> [LISTED ENTRIES]:
[Start of section]

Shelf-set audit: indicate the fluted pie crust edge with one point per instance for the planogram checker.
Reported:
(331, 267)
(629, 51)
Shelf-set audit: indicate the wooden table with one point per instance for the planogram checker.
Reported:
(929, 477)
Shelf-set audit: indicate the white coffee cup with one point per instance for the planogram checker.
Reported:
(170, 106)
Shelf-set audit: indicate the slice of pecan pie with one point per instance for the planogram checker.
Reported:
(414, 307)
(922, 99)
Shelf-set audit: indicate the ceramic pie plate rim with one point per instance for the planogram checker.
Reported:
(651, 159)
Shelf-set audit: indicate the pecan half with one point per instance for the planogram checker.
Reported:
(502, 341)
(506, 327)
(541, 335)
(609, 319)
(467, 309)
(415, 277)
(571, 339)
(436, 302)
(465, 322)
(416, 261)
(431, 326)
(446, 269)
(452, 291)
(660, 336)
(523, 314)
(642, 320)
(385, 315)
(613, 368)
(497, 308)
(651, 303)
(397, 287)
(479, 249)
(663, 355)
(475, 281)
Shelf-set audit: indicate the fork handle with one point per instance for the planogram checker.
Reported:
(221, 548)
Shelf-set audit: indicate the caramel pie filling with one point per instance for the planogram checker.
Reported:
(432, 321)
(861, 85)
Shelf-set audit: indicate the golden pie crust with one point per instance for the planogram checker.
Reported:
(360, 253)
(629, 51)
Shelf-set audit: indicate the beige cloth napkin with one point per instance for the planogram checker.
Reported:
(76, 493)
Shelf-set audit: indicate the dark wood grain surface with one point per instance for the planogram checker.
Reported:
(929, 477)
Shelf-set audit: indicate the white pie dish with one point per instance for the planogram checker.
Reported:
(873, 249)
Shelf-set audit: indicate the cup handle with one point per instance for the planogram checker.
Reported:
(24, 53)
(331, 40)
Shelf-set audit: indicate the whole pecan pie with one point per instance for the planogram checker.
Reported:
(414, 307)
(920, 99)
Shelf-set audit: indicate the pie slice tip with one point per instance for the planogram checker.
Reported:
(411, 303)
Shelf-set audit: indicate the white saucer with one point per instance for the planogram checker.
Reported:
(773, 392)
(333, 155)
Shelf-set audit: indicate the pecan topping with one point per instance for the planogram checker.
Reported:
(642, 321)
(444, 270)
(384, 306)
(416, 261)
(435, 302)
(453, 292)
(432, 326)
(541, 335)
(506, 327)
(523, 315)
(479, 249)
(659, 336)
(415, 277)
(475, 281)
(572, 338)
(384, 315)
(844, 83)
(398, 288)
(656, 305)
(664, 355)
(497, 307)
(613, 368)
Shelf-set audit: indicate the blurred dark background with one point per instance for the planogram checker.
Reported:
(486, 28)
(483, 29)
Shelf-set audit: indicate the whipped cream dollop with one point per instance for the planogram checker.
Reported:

[End of section]

Your task is to give back every record exactly.

> [WORKED SOLUTION]:
Shelf-set audit: indicate the fluted pie crust edge with one point per instance for the planogram checker.
Reported:
(331, 267)
(629, 51)
Shelf-set audit: indicate the wooden table with one point per instance for the planogram checker.
Reported:
(929, 477)
Shelf-set audit: indicate the white coffee cup with one point per instance for the planogram checker.
Reported:
(170, 106)
Shelf-set audit: indicate the slice of pecan pie with one point per instance for the planogram checker.
Reported:
(414, 307)
(922, 99)
Shelf-set audit: indicate the ceramic pie plate rim with one point per instance for the planogram checker.
Reported:
(651, 159)
Shelf-set audit: indicate the pecan half with one point per instance for the planogram checker.
Reported:
(502, 341)
(506, 327)
(541, 335)
(609, 319)
(467, 309)
(415, 277)
(571, 339)
(436, 302)
(465, 322)
(416, 261)
(431, 326)
(446, 269)
(452, 291)
(660, 336)
(523, 314)
(642, 320)
(385, 315)
(613, 368)
(497, 308)
(651, 303)
(397, 287)
(479, 249)
(663, 355)
(475, 281)
Shelf-set audit: indicate the fork handle with one point per instance for the planogram checker.
Reported:
(221, 548)
Shelf-set audit: indicate the caramel pie filling with one point per instance for the planogram checker.
Reported:
(432, 321)
(861, 85)
Shelf-set audit: indicate the golden pie crust with one point per instance for the planogram checker.
Reported:
(360, 253)
(629, 51)
Shelf-set audit: indicate the beige cloth napkin with one point per instance for the planogram checker.
Reported:
(76, 493)
Shelf-set audit: indicate the dark wood grain surface with one point per instance for the planogram checker.
Reported:
(929, 477)
Shelf-set audit: indicate the white pie dish with one point per instance for the planogram checker.
Reported:
(873, 249)
Shelf-set audit: indicate the cup handle with one point per instance for the planogram checker.
Reported:
(24, 53)
(331, 40)
Shelf-set audit: indicate the whole pecan pie with one point per instance for the planogram checker.
Reported:
(414, 307)
(920, 99)
Shelf-set audit: indicate the pie slice tip with one point per instance for the planogram checker.
Reported:
(411, 303)
Shelf-set audit: indicate the white saucer with one point per instance for the planogram checker.
Reported:
(773, 392)
(333, 155)
Shelf-set audit: indicate the pecan topping with one point per instance for the planogram checker.
Reported:
(642, 321)
(444, 270)
(384, 306)
(416, 261)
(435, 302)
(453, 292)
(432, 326)
(541, 335)
(506, 327)
(523, 315)
(479, 249)
(659, 336)
(415, 277)
(475, 281)
(572, 338)
(384, 315)
(844, 83)
(398, 288)
(656, 305)
(664, 355)
(497, 307)
(613, 368)
Shelf-set audit: indicate the blurred dark background with one point per instance for the planogram checker.
Reported:
(486, 28)
(483, 29)
Shelf-set audit: indicate the whipped cream dollop with one point per instance for the planogram checker.
Reported:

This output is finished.